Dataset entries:
════════════════
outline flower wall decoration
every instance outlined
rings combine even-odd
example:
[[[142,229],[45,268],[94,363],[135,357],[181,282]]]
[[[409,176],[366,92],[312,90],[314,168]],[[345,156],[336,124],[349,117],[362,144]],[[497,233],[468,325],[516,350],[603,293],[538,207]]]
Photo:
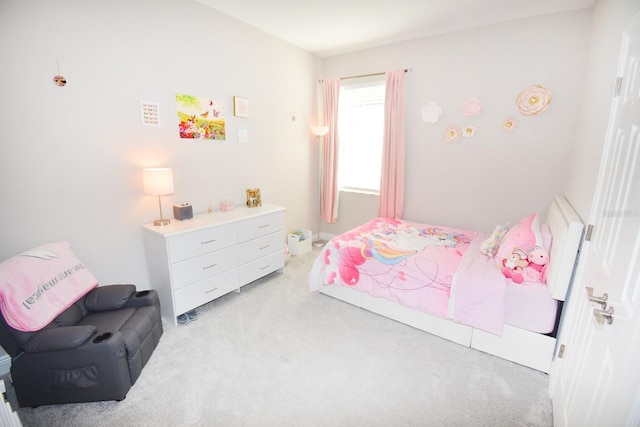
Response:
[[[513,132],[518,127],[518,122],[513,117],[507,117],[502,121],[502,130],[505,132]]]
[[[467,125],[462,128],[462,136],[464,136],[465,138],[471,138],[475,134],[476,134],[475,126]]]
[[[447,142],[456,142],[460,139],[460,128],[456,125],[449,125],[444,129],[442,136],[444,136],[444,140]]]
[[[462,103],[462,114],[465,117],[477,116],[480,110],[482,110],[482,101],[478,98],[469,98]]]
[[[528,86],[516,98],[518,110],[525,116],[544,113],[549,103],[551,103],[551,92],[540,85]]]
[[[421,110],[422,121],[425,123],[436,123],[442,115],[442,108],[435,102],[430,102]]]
════════════════
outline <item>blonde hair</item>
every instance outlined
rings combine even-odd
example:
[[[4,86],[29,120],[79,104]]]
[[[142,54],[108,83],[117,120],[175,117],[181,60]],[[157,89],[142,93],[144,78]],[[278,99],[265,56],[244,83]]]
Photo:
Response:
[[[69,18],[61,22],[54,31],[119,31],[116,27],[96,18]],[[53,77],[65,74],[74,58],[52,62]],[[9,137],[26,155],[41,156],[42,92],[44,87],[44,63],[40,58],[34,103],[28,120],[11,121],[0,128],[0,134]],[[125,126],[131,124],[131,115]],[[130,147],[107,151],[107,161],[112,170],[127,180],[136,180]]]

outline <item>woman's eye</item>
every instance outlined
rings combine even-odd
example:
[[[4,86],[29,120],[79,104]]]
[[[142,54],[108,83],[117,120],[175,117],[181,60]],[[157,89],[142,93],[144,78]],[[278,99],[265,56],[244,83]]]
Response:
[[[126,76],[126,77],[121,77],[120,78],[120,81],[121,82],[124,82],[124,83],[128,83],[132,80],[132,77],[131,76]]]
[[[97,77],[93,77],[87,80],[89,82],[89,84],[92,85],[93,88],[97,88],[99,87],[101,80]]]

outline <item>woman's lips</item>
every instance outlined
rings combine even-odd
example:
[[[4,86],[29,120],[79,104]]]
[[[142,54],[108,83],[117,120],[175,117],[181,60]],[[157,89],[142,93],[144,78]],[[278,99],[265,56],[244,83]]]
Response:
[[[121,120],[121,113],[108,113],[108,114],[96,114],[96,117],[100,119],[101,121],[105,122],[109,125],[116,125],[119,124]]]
════════════════
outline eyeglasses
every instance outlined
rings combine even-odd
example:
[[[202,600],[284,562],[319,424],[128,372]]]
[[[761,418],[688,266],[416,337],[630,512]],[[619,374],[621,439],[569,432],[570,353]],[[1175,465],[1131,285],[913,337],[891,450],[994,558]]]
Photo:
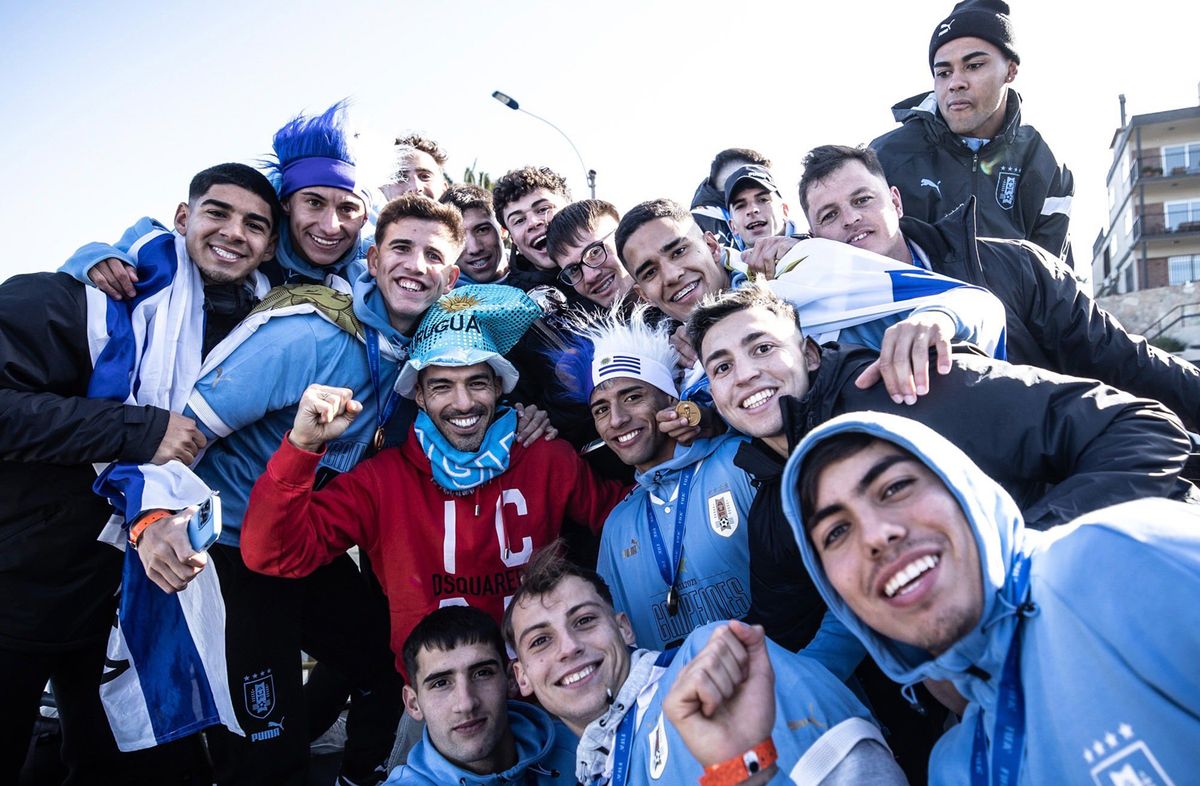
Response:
════════════════
→ **EXERCISE DESCRIPTION**
Wherever the word "item" occurs in the data, copy that whole line.

→ **EXERCISE OUTPUT**
outline <item>blonde hair</item>
outline <item>woman's eye</item>
outline <item>woman's lips</item>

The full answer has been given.